[Part of a data file]
------------------------

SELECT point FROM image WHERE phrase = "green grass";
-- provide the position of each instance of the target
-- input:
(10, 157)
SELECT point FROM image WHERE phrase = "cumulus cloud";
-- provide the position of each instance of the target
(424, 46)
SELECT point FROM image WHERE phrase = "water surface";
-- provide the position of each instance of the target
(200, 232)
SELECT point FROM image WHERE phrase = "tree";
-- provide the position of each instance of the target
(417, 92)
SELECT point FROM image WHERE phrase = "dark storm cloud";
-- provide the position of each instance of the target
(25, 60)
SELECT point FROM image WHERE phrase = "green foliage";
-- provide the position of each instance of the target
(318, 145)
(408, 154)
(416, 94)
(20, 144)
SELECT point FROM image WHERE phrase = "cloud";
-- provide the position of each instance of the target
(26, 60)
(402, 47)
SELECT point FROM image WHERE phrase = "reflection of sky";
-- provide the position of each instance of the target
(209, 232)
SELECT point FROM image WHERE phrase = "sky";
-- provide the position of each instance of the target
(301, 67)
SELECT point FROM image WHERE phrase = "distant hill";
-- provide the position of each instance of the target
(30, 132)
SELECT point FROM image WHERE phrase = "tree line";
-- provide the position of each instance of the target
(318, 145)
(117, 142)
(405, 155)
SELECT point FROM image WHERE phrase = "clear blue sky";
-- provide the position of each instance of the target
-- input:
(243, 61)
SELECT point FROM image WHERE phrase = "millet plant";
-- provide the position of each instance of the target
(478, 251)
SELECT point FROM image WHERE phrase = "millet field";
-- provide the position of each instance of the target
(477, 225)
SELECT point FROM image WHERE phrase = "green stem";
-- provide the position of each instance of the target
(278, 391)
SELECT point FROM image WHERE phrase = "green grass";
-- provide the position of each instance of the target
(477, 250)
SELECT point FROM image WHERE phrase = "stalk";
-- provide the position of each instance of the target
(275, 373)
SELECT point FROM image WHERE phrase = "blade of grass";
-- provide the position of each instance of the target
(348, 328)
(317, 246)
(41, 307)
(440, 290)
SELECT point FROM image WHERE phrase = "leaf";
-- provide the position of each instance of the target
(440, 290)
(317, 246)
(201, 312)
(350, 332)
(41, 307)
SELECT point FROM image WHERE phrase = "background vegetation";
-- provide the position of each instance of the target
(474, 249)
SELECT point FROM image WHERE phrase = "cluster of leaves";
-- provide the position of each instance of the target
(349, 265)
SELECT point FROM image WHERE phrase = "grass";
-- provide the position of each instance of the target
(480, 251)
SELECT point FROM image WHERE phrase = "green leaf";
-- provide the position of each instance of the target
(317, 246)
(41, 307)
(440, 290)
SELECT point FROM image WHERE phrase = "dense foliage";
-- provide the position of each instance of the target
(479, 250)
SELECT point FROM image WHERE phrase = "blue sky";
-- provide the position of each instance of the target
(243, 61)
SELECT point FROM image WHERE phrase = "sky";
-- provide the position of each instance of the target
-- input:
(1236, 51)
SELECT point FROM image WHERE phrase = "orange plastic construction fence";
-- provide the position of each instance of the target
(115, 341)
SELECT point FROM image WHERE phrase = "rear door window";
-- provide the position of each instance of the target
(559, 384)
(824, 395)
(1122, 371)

------------------------

§ **Written request**
Copy every line verbatim.

§ **Response**
SELECT point FROM image WHERE phrase = "green grass";
-- provide the position of each instance of the target
-- input:
(10, 157)
SELECT point FROM image WHERE phrase = "cumulus cloud";
-- provide the position of each instance of the target
(424, 46)
SELECT point FROM image WHERE phrase = "water surface";
-- provide the position of each instance of the target
(200, 232)
SELECT point FROM image WHERE phrase = "tree";
-- provide the position of each instance of the target
(417, 92)
SELECT point FROM image WHERE phrase = "dark storm cloud";
-- provide the position of each instance of the target
(25, 60)
SELECT point FROM image WHERE phrase = "green foliage";
-- provide the position of each instance of the target
(318, 145)
(408, 154)
(416, 94)
(20, 144)
SELECT point FROM image WHERE phrase = "cloud";
-- provide the position of each instance of the target
(26, 60)
(402, 47)
SELECT point FROM image WHERE phrase = "reflection of sky";
-- provide the position of each instance of the target
(209, 232)
SELECT point FROM image WHERE phrase = "sky";
-- provide the position of each instance of the target
(301, 67)
SELECT point FROM image WHERE phrase = "distant hill";
-- provide the position of each instance of the target
(30, 132)
SELECT point FROM image WHERE phrase = "tree line";
-- provide the position of each instance of the target
(318, 145)
(117, 142)
(405, 155)
SELECT point FROM image WHERE phrase = "clear blue sky";
-- provide the position of each instance of the target
-- input:
(243, 61)
SELECT point FROM image WHERE phrase = "millet plant";
-- provide the position of each instance of the target
(478, 251)
SELECT point FROM image WHERE phrase = "millet field";
-- provide the position of each instance of the target
(477, 225)
SELECT point FROM image WHERE phrase = "green stem";
-- provide the position of each instance of the target
(278, 391)
SELECT point FROM image WHERE phrase = "green grass";
-- provide the position of each instance of the target
(477, 250)
SELECT point FROM image WHERE phrase = "stalk";
-- provide the position of each instance of the target
(275, 373)
SELECT point FROM image WHERE phrase = "blade of grass";
-- provide the position of each instance of the target
(348, 328)
(317, 246)
(41, 307)
(440, 290)
SELECT point FROM image WHERE phrase = "leaf";
-- provide the position of each instance of the target
(440, 290)
(317, 246)
(201, 312)
(350, 332)
(41, 307)
SELECT point FROM image WHERE phrase = "background vegetation";
-- provide the position of each instance of the target
(474, 249)
SELECT point FROM image WHERE phrase = "cluster of leaves";
-- provide the position of each instance of the target
(349, 265)
SELECT point FROM image WHERE phrase = "grass";
-- provide the position of each instance of the target
(480, 251)
SELECT point FROM image WHERE phrase = "green leaf";
-- provide the position of each instance of the target
(317, 246)
(41, 307)
(440, 290)
SELECT point FROM image WHERE phrase = "dense foliage";
-- provide the position of each instance of the target
(479, 250)
SELECT point FROM image WHERE phrase = "blue sky";
-- provide the position of each instance of the target
(243, 61)
SELECT point FROM image WHERE phrase = "sky";
-- provide the position of each instance of the target
-- input:
(1236, 51)
SELECT point FROM image WHERE phrase = "orange plastic construction fence";
-- provide the position of each instance of the target
(115, 341)
SELECT point FROM image WHERE phrase = "rear door window";
-- provide the position of each instance of the target
(559, 384)
(824, 395)
(1122, 371)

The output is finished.